### [EXTRACT TO READ]

- Opening Delimiter -

My mother took me to a “shrink” when I was 13, right after she threw a pot of spaghetti sauce on the floor and declared to my father that his daughter was a dope addict. I remember something about inkblots and word associations and then, a year later, my mother got the good news: I was cured (though I think I was still cleaning spaghetti sauce off the kitchen walls).
Since then, about every ten years or so, I find it in my best interest, that is, if I want to go on living, to see another analyst. The last time, I sought out a Jungian analyst in particular, but unfortunately the situation only allowed us a few sessions. However, as soon as circumstances permit, I would like very much to find a compatible Jungian analyst, who I can persuade to take my case for the long-term, to help me to analyze my dreams, and to serve as a kind of beacon as I continue my lifelong process of individuation.
In the meantime, however, the documentary, The Way of the Dream, offers some valuable guidance on how to approach and interpret your dreams. Jungian analyst Marie-Louise von Franz, whose analyst was none other than Carl Jung himself, is featured in the documentary, in which she says she uses only dream interpretation in patient analysis. To her, it is prejudicial to evaluate a patient based on your opinions about what he says or does, for who is to say what is normal or not normal.
But rather, with the help of patients themselves, the therapist can help interpret their dreams. Then the analyst, as merely the translator, can suggest, for example, that their dream says they are acting juvenile and that their behavior is harmful to their health. She had had such a patient and when it clicked for him, he blushed. He was also more likely to listen, she said, because the opinion was not that of his therapist or his wife or his friend, but of his own psyche.
Von Franz also said it is very difficult for anyone to interpret their own dreams because you unwittingly project onto your dreams what you think you already know, not realizing that your dreams usually point to your blind spot: “They never tell us what we know; they always tell us what we don’t know.” She said it is like trying to see your own backside without a mirror. Other people can see it, she said, but you can stand on your head and still not see it.
Of her own sessions with Jung, she said, “Every dream interpretation was a revelation. ... I always remember going there in a tense, nervous, often depressed mood, and always coming back after the hour with a feeling of, ‘Ah, now I know. Now I see where the whole thing is going.’”
Although von Franz stresses the importance of seeking out the skill of an expert, she said Jung identified several general techniques that may help us to at least begin to decipher our dreams, but to be patient, as with any skill, it takes years of practice to excel at it:
• Write your dreams on the left side of a page, draw a line down the middle, and then write spontaneous associations to each element on the right side of the page, like in a word association test. Then review your responses and try to make connections.

- Closing Delimiter -

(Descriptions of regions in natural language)
- Opening Delimiter -

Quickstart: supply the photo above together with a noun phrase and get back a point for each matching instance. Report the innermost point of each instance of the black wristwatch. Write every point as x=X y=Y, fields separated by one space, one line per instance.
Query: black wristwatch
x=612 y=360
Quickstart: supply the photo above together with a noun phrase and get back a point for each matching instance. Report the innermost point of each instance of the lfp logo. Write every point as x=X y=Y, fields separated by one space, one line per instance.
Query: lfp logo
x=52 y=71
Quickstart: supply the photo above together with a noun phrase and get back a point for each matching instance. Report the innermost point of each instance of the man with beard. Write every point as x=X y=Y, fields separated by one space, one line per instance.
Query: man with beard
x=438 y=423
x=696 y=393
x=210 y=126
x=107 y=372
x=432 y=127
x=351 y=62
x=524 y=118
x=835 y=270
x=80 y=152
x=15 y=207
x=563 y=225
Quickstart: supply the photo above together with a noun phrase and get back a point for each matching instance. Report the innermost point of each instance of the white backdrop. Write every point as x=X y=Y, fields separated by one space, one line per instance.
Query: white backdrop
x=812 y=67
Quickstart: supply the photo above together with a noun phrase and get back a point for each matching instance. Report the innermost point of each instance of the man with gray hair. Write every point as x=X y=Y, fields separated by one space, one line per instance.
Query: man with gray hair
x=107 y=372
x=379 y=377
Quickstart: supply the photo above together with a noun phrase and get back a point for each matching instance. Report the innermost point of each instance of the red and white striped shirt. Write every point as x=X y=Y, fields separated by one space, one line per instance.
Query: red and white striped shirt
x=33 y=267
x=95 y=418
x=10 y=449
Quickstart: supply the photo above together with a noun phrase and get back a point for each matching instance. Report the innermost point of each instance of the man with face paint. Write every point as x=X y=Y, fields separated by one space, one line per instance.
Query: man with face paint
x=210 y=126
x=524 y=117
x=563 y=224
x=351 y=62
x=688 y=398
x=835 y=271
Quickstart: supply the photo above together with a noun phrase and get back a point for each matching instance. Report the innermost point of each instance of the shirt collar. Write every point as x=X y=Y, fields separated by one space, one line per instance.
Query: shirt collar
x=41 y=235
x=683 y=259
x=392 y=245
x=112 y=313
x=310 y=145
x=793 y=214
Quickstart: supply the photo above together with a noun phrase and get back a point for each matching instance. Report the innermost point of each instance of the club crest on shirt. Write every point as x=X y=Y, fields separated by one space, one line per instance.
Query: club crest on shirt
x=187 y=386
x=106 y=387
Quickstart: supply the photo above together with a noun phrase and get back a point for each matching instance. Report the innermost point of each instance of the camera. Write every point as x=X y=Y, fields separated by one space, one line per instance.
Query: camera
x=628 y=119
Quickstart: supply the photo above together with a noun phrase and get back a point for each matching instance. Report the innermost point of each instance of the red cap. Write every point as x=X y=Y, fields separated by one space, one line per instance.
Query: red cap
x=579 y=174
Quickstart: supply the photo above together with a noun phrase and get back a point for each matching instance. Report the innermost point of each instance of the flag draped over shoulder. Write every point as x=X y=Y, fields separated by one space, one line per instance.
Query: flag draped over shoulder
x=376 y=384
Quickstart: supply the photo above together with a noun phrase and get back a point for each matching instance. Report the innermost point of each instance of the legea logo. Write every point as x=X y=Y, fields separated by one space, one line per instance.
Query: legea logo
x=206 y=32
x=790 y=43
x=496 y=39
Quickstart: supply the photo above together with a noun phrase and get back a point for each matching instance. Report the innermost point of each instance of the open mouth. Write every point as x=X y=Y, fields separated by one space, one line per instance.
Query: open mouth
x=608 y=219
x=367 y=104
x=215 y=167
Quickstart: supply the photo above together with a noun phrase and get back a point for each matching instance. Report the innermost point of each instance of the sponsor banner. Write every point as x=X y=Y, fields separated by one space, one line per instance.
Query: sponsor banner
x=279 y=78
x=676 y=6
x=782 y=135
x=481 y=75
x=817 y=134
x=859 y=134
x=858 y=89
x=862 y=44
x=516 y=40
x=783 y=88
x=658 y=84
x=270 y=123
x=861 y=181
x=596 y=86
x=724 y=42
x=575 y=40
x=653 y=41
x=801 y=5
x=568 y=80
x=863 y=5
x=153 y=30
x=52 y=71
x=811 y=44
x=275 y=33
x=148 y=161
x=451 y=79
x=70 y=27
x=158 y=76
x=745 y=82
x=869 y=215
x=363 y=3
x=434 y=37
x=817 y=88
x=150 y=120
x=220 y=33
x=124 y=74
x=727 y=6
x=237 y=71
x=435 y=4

- Closing Delimiter -

### [ACTIVITY A]
According to the dream essay, who was Marie-Louise von Franz's analyst?
### [ACTIVITY B]
For each statement, say whether it agrees with the dream essay, and quote the words of the essay that decide it. (i) Von Franz says she uses only dream interpretation in patient analysis. (ii) Von Franz holds that dreams tell us what we already know. (iii) On the writer's most recent search for an analyst, the writer looked for a Freudian one.
### [ACTIVITY C]
Reproduce the part of the dream essay between "My mother took" and "the kitchen walls).", inclusive.

### [EXERCISE RESPONSE A]
Carl Jung

### [EXERCISE RESPONSE B]
(i) Yes: "she says she uses only dream interpretation in patient analysis"
(ii) No: "They never tell us what we know; they always tell us what we don’t know."
(iii) No: "The last time, I sought out a Jungian analyst in particular"

### [EXERCISE RESPONSE C]
My mother took me to a “shrink” when I was 13, right after she threw a pot of spaghetti sauce on the floor and declared to my father that his daughter was a dope addict. I remember something about inkblots and word associations and then, a year later, my mother got the good news: I was cured (though I think I was still cleaning spaghetti sauce off the kitchen walls).